** start of Excerpt **
Re: [PATCH 2/9] KVM: x86: Emulate triple fault shutdown if RSM emulation fails

From: Vitaly Kuznetsov
Date: Thu Jun 10 2021 - 04:26:26 EST


Sean Christopherson <seanjc@xxxxxxxxxx> writes:

> Use the recently introduced KVM_REQ_TRIPLE_FAULT to properly emulate
> shutdown if RSM from SMM fails.
>
> Note, entering shutdown after clearing the SMM flag and restoring NMI
> blocking is architecturally correct with respect to AMD's APM, which KVM
> also uses for SMRAM layout and RSM NMI blocking behavior. The APM says:
>
> An RSM causes a processor shutdown if an invalid-state condition is
> found in the SMRAM state-save area. Only an external reset, external
> processor-initialization, or non-maskable external interrupt (NMI) can
> cause the processor to leave the shutdown state.
** end of Excerpt **
** start of Supplied data **
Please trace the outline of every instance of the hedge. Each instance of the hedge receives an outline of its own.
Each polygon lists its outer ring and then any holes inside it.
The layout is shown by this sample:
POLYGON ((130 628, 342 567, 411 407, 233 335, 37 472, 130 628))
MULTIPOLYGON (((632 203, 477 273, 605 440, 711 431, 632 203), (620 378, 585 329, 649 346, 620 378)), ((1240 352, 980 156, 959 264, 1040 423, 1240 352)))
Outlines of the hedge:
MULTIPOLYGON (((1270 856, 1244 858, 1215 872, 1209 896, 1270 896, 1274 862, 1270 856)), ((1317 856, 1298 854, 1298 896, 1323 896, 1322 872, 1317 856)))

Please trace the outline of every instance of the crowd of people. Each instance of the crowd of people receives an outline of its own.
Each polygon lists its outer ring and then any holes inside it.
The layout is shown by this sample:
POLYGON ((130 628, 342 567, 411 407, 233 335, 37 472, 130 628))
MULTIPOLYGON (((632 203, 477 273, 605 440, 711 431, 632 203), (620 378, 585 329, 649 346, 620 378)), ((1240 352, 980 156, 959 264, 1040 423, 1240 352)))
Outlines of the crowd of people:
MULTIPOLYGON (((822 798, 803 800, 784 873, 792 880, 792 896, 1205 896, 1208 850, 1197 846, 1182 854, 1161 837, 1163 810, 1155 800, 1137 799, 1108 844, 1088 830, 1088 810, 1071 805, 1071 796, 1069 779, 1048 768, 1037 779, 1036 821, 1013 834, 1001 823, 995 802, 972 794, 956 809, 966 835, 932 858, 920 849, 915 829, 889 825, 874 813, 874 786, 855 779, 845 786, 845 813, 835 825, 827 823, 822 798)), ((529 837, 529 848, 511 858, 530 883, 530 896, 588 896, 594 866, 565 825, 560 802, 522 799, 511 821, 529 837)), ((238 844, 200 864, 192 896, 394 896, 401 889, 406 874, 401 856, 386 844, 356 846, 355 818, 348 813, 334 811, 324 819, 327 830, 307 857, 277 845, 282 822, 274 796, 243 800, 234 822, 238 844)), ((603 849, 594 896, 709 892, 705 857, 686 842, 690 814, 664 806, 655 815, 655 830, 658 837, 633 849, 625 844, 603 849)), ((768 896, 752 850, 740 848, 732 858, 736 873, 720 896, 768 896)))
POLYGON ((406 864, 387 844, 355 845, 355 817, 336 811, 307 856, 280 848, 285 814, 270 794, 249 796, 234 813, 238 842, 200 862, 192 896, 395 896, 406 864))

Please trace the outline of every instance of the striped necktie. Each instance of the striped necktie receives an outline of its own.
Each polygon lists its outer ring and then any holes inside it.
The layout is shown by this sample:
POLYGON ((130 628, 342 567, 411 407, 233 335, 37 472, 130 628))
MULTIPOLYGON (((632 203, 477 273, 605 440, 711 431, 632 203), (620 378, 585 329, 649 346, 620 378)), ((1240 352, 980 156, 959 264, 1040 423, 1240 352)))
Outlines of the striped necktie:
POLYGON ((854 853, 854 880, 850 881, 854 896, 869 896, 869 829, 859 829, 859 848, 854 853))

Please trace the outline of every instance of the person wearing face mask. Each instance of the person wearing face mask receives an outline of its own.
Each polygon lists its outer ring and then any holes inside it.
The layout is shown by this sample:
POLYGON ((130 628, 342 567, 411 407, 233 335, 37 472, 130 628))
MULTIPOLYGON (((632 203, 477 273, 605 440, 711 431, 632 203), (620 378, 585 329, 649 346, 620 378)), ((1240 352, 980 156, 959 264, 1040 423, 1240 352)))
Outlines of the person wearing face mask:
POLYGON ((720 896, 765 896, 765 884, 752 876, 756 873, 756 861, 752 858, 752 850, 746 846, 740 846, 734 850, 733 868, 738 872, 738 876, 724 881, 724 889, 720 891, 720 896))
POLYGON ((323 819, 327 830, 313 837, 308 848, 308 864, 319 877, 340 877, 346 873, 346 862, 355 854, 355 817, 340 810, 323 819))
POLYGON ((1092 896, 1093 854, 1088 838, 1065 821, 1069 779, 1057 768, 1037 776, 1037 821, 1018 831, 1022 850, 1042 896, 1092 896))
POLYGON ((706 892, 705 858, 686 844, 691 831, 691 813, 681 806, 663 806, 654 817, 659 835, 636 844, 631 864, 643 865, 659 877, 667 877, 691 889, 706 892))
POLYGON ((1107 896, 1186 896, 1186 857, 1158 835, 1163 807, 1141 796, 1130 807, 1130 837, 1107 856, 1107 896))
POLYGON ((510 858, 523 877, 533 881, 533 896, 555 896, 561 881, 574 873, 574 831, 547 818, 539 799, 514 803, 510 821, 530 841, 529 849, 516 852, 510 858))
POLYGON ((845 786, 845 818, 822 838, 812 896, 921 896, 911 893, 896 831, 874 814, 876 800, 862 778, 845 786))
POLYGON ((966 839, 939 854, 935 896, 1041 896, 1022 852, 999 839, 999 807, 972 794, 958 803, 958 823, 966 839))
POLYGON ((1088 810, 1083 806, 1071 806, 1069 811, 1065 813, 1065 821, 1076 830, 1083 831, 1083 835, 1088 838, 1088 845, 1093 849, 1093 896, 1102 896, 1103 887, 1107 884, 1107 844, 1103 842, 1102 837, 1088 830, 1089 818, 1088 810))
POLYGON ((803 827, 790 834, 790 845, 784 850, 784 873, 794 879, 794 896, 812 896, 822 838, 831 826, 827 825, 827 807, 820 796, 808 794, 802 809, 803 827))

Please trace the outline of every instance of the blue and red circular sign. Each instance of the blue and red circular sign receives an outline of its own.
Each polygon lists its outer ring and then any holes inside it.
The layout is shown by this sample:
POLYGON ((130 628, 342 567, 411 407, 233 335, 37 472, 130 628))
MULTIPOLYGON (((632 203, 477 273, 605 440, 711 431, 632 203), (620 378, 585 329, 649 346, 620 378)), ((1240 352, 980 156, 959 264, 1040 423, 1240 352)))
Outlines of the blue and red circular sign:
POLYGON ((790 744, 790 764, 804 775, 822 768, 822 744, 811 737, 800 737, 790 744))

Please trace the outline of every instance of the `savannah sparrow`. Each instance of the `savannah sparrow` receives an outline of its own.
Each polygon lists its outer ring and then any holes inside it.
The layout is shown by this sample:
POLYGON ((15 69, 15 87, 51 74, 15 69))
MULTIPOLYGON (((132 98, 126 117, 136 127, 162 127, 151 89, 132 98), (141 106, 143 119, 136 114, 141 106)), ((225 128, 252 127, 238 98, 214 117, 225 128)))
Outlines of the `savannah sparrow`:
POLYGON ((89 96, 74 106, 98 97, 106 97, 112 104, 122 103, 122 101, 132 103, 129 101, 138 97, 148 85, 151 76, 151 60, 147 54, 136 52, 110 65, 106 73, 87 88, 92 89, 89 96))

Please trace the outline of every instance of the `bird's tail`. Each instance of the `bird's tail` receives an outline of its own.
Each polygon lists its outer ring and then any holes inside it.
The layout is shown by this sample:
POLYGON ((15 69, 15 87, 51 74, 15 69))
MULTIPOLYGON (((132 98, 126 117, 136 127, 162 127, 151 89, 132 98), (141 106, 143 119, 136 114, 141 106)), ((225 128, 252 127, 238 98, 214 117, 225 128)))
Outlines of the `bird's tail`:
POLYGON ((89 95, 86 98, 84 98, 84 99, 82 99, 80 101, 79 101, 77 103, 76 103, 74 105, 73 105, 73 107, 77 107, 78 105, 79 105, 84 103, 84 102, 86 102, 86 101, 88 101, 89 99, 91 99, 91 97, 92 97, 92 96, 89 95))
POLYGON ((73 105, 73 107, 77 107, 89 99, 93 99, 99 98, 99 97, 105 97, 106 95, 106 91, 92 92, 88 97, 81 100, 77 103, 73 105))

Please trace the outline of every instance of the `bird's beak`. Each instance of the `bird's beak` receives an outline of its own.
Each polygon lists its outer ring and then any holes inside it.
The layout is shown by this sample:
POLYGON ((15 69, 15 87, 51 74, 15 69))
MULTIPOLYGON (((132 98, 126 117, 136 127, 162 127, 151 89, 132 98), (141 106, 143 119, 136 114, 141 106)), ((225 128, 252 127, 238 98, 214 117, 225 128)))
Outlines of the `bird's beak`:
** end of Supplied data **
§ **Work to complete**
1. Repeat the part of the KVM patch reply starting with "From: Vitaly Kuznetsov" and going on through "from SMM fails.".
2. Rewrite the lines of the listing starting with the line with "Please trace the outline of every instance of the blue" and going on through the line with "POLYGON ((790 744, 790", swapping "circular" for "round" and leaving everything else as it is. Give only those lines.

§ **The replies**
1.
From: Vitaly Kuznetsov
Date: Thu Jun 10 2021 - 04:26:26 EST


Sean Christopherson <seanjc@xxxxxxxxxx> writes:

> Use the recently introduced KVM_REQ_TRIPLE_FAULT to properly emulate
> shutdown if RSM from SMM fails.

2.
Please trace the outline of every instance of the blue and red round sign. Each instance of the blue and red round sign receives an outline of its own.
Each polygon lists its outer ring and then any holes inside it.
The layout is shown by this sample:
POLYGON ((130 628, 342 567, 411 407, 233 335, 37 472, 130 628))
MULTIPOLYGON (((632 203, 477 273, 605 440, 711 431, 632 203), (620 378, 585 329, 649 346, 620 378)), ((1240 352, 980 156, 959 264, 1040 423, 1240 352)))
Outlines of the blue and red round sign:
POLYGON ((790 744, 790 764, 804 775, 822 768, 822 744, 811 737, 800 737, 790 744))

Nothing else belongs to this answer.